- _PROVIDED RECORDS_:
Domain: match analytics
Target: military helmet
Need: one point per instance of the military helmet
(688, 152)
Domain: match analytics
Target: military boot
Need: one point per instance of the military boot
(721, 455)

- _PROBLEM DESCRIPTION_:
Rewrite these lines with "military" swapped for "combat" wherever it occurs, changing nothing else.

- _OUTPUT OF THE TASK_:
Domain: match analytics
Target: combat helmet
Need: one point per instance of the combat helmet
(688, 152)
Domain: match analytics
Target: combat boot
Need: one point per instance of the combat boot
(721, 455)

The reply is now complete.